--- DOCUMENT PASSAGE ---
"""
The Judeo-Christian Bible reports that Adam and Eve realized that they were naked after they ate the fruit from the Tree of Knowledge, and they both rushed to cover up their nudity. To some, this story is an allegory in which the consequences for disobedience are immediate, severe, and discomforting. To others, it is a divine statement of the human body’s indecency, despite that body being formed in the image of its Creator. Given this negative opinion of the human form, many of Adam and Eve’s descendants are still obsessed with covering up, and the consequences of this hereditary embarrassment extend well beyond the eviction from the Garden of Eden. There are numerous and unanticipated consequences of our discomfort with our anatomy and that of our fellow citizens. That discomfort is unwarranted and inappropriate. I have spent my adult life studying this wonderful mechanism we call the human body. My conclusion is that it deserves awe, not fig leaves.
Dr. Lechtenberg is an Easton resident who graduated from Tufts University and Tufts Medical School in Massachusetts and subsequently trained at The Mount Sinai Hospital and Columbia-Presbyterian Medical Center in Manhattan. He worked as a neurologist at several New York Hospitals, including Kings County and The Long Island College Hospital, while maintaining a private practice, teaching at SUNY Downstate Medical School, and publishing 15 books on a variety of medical topics. He worked in drug development in the USA, as well as in England, Germany, and France.
"""
--- COMPLETE THE FOLLOWING ---
• A. Reproduce word for word the section of the passage on nudity that opens with the words containing "Dr. Lechtenberg is" and closes with "Germany, and France.".
• B. According to the passage on nudity, at which medical school did Dr. Lechtenberg teach?
The records that follow have no connection to the passage on nudity.

--- PROVIDED INFORMATION ---
"""
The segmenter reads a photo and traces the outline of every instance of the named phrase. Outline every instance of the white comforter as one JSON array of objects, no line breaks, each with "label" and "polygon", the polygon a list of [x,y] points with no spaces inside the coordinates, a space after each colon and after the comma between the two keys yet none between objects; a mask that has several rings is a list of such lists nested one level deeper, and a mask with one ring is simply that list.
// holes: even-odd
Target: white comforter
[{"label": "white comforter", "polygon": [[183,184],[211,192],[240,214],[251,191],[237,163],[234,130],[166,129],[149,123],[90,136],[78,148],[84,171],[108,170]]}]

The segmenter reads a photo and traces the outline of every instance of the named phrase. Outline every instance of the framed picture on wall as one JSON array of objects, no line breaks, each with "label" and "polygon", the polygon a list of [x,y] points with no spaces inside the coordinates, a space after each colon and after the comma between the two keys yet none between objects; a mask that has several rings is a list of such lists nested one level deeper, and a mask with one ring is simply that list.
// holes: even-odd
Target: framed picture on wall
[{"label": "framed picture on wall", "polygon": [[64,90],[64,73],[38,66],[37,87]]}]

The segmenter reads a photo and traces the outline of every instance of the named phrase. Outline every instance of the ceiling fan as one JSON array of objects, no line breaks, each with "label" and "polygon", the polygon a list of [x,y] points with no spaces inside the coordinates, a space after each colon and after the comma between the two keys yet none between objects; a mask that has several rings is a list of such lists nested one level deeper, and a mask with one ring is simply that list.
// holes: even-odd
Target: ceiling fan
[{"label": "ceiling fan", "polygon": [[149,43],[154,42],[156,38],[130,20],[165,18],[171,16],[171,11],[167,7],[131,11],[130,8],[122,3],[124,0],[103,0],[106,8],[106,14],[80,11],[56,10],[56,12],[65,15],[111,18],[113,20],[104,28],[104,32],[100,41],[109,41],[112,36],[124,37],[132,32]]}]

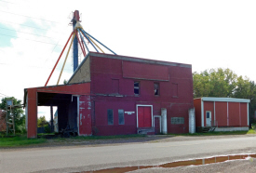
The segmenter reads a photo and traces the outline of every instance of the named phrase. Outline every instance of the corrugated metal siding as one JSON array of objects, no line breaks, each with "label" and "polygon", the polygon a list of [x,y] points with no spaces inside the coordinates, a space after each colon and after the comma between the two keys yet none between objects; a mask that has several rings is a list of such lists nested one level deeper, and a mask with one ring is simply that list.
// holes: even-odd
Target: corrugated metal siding
[{"label": "corrugated metal siding", "polygon": [[28,93],[28,138],[37,138],[37,93],[36,88],[27,89]]},{"label": "corrugated metal siding", "polygon": [[195,114],[195,126],[201,126],[201,99],[194,100]]},{"label": "corrugated metal siding", "polygon": [[239,102],[228,102],[228,117],[230,126],[240,126]]},{"label": "corrugated metal siding", "polygon": [[207,111],[211,112],[211,122],[213,122],[214,121],[214,102],[213,101],[204,101],[204,125],[205,125],[205,126],[207,125],[207,115],[206,115]]},{"label": "corrugated metal siding", "polygon": [[241,126],[248,126],[247,103],[241,102]]}]

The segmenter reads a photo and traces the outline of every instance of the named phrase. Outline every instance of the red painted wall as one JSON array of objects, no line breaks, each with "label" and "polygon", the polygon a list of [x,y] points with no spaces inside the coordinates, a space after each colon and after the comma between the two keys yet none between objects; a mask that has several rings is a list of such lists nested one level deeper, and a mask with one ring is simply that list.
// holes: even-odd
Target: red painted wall
[{"label": "red painted wall", "polygon": [[91,101],[90,96],[79,97],[79,135],[90,136],[91,130]]},{"label": "red painted wall", "polygon": [[[130,124],[120,126],[115,119],[113,126],[107,126],[107,109],[114,109],[114,116],[117,114],[118,109],[125,105],[136,113],[136,104],[153,105],[153,114],[161,115],[161,108],[167,108],[168,132],[185,133],[188,132],[188,109],[193,108],[193,80],[192,69],[177,66],[166,66],[169,81],[141,80],[134,74],[132,66],[126,66],[126,75],[135,79],[123,77],[123,63],[126,60],[109,58],[90,56],[91,73],[91,94],[95,101],[95,118],[92,118],[97,135],[116,135],[137,133],[137,120],[135,114],[126,116]],[[137,63],[137,62],[133,62]],[[141,62],[140,62],[141,63]],[[152,64],[143,63],[150,68]],[[156,68],[157,69],[157,68]],[[154,72],[154,70],[152,70]],[[129,73],[130,72],[130,73]],[[157,73],[157,71],[155,72]],[[159,74],[159,73],[158,73]],[[167,74],[162,76],[166,79]],[[138,79],[136,79],[138,77]],[[161,76],[157,75],[157,79]],[[119,95],[115,97],[112,88],[112,80],[119,81]],[[134,96],[134,81],[140,82],[140,96]],[[159,84],[160,95],[154,95],[154,83]],[[173,84],[178,86],[178,96],[173,96]],[[102,103],[101,103],[102,101]],[[171,125],[171,117],[184,117],[183,125]],[[94,121],[95,119],[95,121]],[[125,123],[126,124],[126,123]],[[118,130],[117,130],[118,129]]]},{"label": "red painted wall", "polygon": [[194,100],[195,114],[195,126],[202,126],[201,123],[201,99]]},{"label": "red painted wall", "polygon": [[214,120],[214,102],[213,101],[204,101],[204,126],[207,125],[207,111],[211,112],[211,122]]},{"label": "red painted wall", "polygon": [[37,138],[37,92],[36,88],[28,90],[28,138]]},{"label": "red painted wall", "polygon": [[[103,99],[103,98],[102,98]],[[136,107],[133,102],[128,101],[103,101],[94,102],[95,122],[93,124],[93,135],[123,135],[137,133]],[[114,124],[108,125],[107,110],[113,109]],[[134,112],[132,114],[124,114],[125,124],[118,123],[118,109],[124,112]]]}]

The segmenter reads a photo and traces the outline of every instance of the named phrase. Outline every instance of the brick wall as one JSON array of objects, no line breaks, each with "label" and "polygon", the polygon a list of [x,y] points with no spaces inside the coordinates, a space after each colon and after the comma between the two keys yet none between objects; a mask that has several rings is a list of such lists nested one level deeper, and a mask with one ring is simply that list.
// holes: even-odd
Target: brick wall
[{"label": "brick wall", "polygon": [[0,110],[0,131],[7,130],[6,113],[3,110]]}]

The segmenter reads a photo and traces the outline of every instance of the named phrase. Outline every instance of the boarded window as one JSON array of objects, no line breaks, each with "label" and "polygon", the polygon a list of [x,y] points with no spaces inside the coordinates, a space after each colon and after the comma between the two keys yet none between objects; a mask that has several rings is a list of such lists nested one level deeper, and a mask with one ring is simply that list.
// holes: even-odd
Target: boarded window
[{"label": "boarded window", "polygon": [[119,93],[119,80],[112,79],[112,92],[115,94]]},{"label": "boarded window", "polygon": [[108,109],[108,125],[114,124],[113,110]]},{"label": "boarded window", "polygon": [[140,94],[140,83],[134,82],[134,94],[139,95]]},{"label": "boarded window", "polygon": [[178,84],[172,84],[172,96],[178,97]]},{"label": "boarded window", "polygon": [[118,110],[118,122],[119,122],[119,125],[125,125],[124,110]]},{"label": "boarded window", "polygon": [[170,118],[171,125],[182,125],[184,124],[184,117],[171,117]]},{"label": "boarded window", "polygon": [[159,96],[159,84],[154,83],[154,94],[155,96]]}]

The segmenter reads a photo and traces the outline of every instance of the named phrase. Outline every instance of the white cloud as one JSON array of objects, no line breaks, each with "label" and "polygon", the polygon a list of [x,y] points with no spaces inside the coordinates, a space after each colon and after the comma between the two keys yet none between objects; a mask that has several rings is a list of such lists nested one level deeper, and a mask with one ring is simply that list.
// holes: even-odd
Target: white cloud
[{"label": "white cloud", "polygon": [[[10,1],[1,3],[0,23],[17,31],[12,47],[0,47],[0,93],[23,97],[23,88],[45,85],[61,47],[72,32],[69,14],[82,13],[85,31],[119,55],[190,63],[193,71],[230,68],[239,75],[254,75],[256,3],[254,1]],[[22,14],[50,22],[19,17]],[[34,21],[34,27],[22,25]],[[9,22],[3,22],[7,20]],[[13,24],[18,23],[18,24]],[[30,23],[26,23],[30,24]],[[0,35],[1,39],[1,35]],[[48,85],[55,85],[65,53]],[[4,64],[1,64],[4,63]],[[72,74],[69,57],[61,82]],[[10,72],[11,73],[8,73]]]}]

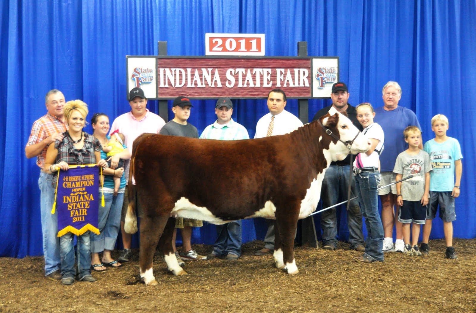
"""
--- EXPECTED OUTPUTS ---
• A.
Dr. Lechtenberg is an Easton resident who graduated from Tufts University and Tufts Medical School in Massachusetts and subsequently trained at The Mount Sinai Hospital and Columbia-Presbyterian Medical Center in Manhattan. He worked as a neurologist at several New York Hospitals, including Kings County and The Long Island College Hospital, while maintaining a private practice, teaching at SUNY Downstate Medical School, and publishing 15 books on a variety of medical topics. He worked in drug development in the USA, as well as in England, Germany, and France.

• B. SUNY Downstate Medical School